- [EXERCISE DESCRIPTION]:
Every record must be repeated exactly, with no omission.

- [INPUT DATA]:

============================================================

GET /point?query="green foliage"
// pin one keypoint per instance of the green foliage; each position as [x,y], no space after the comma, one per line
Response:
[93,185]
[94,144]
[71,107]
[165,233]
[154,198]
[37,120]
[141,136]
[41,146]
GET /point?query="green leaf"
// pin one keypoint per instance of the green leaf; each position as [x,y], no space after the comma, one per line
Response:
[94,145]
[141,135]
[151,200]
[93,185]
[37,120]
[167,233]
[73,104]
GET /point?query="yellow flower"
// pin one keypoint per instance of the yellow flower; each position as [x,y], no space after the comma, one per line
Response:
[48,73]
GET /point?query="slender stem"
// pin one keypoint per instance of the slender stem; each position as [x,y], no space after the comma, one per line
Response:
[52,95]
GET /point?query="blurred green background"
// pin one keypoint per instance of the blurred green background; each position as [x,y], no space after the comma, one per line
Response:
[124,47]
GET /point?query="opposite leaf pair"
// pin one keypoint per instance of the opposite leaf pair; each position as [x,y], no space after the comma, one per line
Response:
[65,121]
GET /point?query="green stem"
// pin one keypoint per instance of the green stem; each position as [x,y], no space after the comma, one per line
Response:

============================================================

- [FINAL RESULT]:
GET /point?query="green foliage"
// pin one keypoint per instance of the green foliage; each position as [x,y], no space after the comma, one per line
Response:
[93,185]
[94,144]
[71,107]
[165,233]
[154,198]
[37,120]
[141,136]
[41,146]
GET /point?query="green leaf"
// pin one keypoint per instance of the green leaf; each position as [x,y], no space after the comma, one per line
Response:
[94,145]
[141,135]
[151,200]
[93,185]
[37,120]
[167,233]
[73,104]
GET /point?query="yellow flower"
// pin one keypoint per instance of the yellow flower; each position as [x,y], no space after the comma, one per line
Response:
[48,73]
GET /point?query="slender stem"
// pin one keypoint per instance of the slender stem; each position as [x,y], no space after the comma, one per line
Response:
[52,95]
GET /point?query="blurred green background"
// pin one keypoint per instance of the blurred green background; each position as [x,y], no space after the comma, one per line
Response:
[124,47]
GET /point?query="opposite leaf pair"
// pin one keypoint per instance of the opposite leaf pair; each position as [x,y], no space after the comma, one per line
Response:
[65,121]
GET /point?query="green stem"
// pin one keypoint per instance of the green stem; each position as [x,y], no space after the comma, one per line
Response:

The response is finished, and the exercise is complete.